Recorded data:
-*-*-
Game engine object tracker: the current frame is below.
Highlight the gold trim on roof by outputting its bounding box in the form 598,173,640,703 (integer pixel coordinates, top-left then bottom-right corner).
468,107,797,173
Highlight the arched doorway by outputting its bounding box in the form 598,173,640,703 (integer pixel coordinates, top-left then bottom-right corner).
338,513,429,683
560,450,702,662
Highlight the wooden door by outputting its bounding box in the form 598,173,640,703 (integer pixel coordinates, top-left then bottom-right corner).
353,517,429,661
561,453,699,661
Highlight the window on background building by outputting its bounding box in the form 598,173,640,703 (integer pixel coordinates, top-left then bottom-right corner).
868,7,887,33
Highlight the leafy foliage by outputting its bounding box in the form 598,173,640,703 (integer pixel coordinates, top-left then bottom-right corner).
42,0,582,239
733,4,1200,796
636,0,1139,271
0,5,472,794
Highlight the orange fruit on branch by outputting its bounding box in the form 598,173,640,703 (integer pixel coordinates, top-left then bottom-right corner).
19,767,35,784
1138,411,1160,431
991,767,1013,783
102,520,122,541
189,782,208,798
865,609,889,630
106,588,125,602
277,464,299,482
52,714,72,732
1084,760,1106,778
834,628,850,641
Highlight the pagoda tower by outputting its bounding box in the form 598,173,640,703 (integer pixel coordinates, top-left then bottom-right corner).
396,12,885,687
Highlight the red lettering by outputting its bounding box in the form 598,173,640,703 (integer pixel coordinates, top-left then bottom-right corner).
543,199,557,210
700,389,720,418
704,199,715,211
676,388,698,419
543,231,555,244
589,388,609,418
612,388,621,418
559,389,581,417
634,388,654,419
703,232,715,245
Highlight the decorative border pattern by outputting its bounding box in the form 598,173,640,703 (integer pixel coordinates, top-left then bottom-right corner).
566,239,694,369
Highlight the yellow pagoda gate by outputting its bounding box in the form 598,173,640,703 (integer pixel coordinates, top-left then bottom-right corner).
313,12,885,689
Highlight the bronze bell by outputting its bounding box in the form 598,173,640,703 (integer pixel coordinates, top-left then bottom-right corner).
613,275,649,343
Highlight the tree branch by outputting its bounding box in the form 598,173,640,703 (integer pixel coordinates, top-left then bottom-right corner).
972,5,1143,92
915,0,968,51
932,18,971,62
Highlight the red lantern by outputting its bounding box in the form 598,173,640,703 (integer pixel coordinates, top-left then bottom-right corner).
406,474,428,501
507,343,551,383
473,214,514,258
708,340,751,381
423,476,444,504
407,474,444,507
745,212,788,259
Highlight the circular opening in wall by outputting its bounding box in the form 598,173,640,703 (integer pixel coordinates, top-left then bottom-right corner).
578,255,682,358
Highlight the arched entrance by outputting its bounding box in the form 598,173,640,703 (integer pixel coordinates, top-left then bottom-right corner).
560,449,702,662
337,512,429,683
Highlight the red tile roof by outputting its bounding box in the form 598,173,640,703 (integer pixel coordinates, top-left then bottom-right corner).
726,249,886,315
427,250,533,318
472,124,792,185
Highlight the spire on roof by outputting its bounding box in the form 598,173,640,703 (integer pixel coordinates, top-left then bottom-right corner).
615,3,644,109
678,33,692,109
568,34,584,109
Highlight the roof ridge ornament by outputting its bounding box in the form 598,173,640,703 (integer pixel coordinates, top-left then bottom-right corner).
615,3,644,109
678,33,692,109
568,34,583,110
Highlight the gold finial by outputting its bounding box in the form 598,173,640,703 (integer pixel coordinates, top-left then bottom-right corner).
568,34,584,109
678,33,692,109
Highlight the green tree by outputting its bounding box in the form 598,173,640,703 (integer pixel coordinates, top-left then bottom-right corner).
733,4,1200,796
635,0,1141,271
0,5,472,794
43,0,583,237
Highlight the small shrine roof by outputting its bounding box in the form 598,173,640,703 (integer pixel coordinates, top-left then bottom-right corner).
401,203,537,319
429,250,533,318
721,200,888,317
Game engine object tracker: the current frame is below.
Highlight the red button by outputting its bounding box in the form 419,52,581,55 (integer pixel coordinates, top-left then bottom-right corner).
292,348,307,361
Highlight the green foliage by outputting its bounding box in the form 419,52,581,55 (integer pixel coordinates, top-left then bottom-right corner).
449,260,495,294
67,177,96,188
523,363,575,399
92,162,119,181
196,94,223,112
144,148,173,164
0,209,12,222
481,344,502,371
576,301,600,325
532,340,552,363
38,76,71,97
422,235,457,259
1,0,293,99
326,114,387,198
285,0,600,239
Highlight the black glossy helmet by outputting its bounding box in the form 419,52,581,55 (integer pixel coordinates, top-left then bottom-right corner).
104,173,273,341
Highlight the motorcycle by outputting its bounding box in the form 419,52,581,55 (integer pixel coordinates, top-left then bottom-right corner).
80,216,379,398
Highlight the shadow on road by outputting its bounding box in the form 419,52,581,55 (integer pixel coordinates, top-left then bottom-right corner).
-*-*-
What you need to do:
Output each entry once again, exactly as shown above.

Response area:
Game engine object tracker: the current frame is below.
Highlight the gold trim on roof by outputting its bounding box in the form 598,173,640,703 (integer pixel coordinates, top-left then bottom-right corner).
468,107,797,173
Highlight the arched doorway by outputting its bounding box in the form 598,173,640,703 (integer pixel coordinates, top-left then bottom-right corner).
338,513,429,683
560,450,702,662
Highlight the wooden door by outputting its bounding box in the form 598,173,640,703 (integer pixel coordinates, top-left then bottom-right corner).
353,517,429,661
561,453,699,661
Highlight the window on background building by outputting its bounding box in the form 598,173,640,703 (integer pixel coordinates, top-left then bottom-right corner).
868,7,887,33
Highlight the leafy foliage by outputting its bounding box in the form 598,173,640,703 (integer pixel coordinates, top-left then bottom-right corner).
42,0,582,239
733,4,1200,796
636,0,1139,271
0,5,472,794
Highlight the orange fruit on branch by outputting its bounding box in the form 598,173,640,703 (integer pixel coordinates, top-left then bottom-right corner).
19,767,35,784
1138,411,1160,431
991,767,1013,783
102,520,122,541
189,782,208,798
865,609,889,630
106,588,125,602
277,464,299,482
52,714,72,732
1084,760,1106,778
834,628,850,641
Highlight the pagoda tower by outputting its bounding box in the form 598,173,640,703 (integer pixel coordinates, top-left then bottom-right corner).
396,12,885,687
Highlight the red lettering by outputting its bounding box in the form 598,173,640,703 (integer pixel coordinates, top-left then bottom-right corner).
543,199,557,210
700,389,720,418
704,199,715,211
676,388,698,419
543,231,555,244
589,388,609,418
612,388,621,418
559,389,581,417
634,388,654,419
703,232,715,245
Highlight the decorative border pattern by outputting its bounding box in the form 598,173,640,703 (integer pixel coordinates, top-left then bottom-right corner).
566,239,694,369
Highlight the yellow pagoda gate by outputting its bounding box in the form 598,173,640,703 (integer pixel coordinates, top-left then bottom-right corner).
313,12,885,689
Highlight the bronze bell by outputting its bounding box in the form 598,173,640,703 (integer pixel coordinates, top-left then bottom-right corner).
613,275,649,343
Highlight the tree branch by outputting its bounding box in the form 598,173,640,703 (integer pixel coordinates, top-left then bottom-right corner).
972,5,1143,92
915,0,968,51
932,18,971,62
Highlight the red lantern by outputting its bounding box in the form 598,173,640,703 (integer pixel coordinates, top-left then bottom-right corner).
406,474,428,501
507,343,551,383
473,214,514,258
708,340,751,381
423,476,444,504
407,474,444,507
745,212,788,259
Highlight the circular opening in wall by outputting its bounding box in the form 598,173,640,703 (integer pixel coordinates, top-left then bottom-right corner).
578,255,682,358
Highlight the arched entrance by outputting its bounding box in the form 598,173,640,703 (integer pixel coordinates, top-left then bottom-right corner).
560,449,702,662
337,512,429,683
Highlight the red tile roof by outputting its bounding box in the form 598,173,640,703 (integer pixel coordinates, top-left then bottom-right corner).
726,249,886,315
427,250,533,318
472,124,792,185
Highlight the spire on roof by outputting its bounding box in the form 598,173,640,703 (integer pixel coordinates, top-left then bottom-right corner).
615,3,644,109
678,33,692,109
568,34,584,109
Highlight the roof ridge ornament by outputting its bounding box in the form 598,173,640,703 (integer pixel coordinates, top-left then bottom-right corner).
615,3,644,109
678,33,692,109
568,34,583,110
Highlight the gold finial by outputting its bounding box in the form 598,173,640,703 (integer pixel coordinates, top-left then bottom-right corner).
568,34,584,109
678,33,692,109
Highlight the green tree by outputting its bounding box in the form 598,173,640,703 (integer pixel coordinates, top-left then bottom-right corner).
733,4,1200,796
635,0,1141,271
0,5,472,794
43,0,583,237
Highlight the small shrine roof by outputting its bounding box in the form 598,173,640,703 (integer pixel coordinates, top-left then bottom-right corner).
401,203,537,319
429,250,533,318
721,200,888,317
Game engine object tracker: the current frame is below.
Highlight the red button by outputting its bounding box in the form 419,52,581,55 (integer pixel coordinates, top-left then bottom-right corner).
292,348,307,361
Highlight the green foliage by outputting its bounding box in the form 419,52,581,55 (integer pixel coordinates, top-left then bottom-right corner).
449,260,495,294
67,177,96,188
523,363,575,399
92,162,119,181
196,94,223,112
144,148,173,164
0,209,12,222
481,344,502,371
576,301,600,325
532,340,552,363
38,76,71,97
422,235,457,259
1,0,293,99
326,114,387,198
285,0,600,239
Highlight the black glossy helmet by outputting its bounding box in the form 419,52,581,55 (integer pixel coordinates, top-left then bottom-right corner).
104,173,273,341
Highlight the motorcycle by outputting its bounding box in the form 419,52,581,55 (integer pixel coordinates, top-left then bottom-right corner).
80,216,379,398
Highlight the shadow on road by outputting its bounding box in the form 419,52,581,55 (integer pixel coordinates, top-left then bottom-right corner).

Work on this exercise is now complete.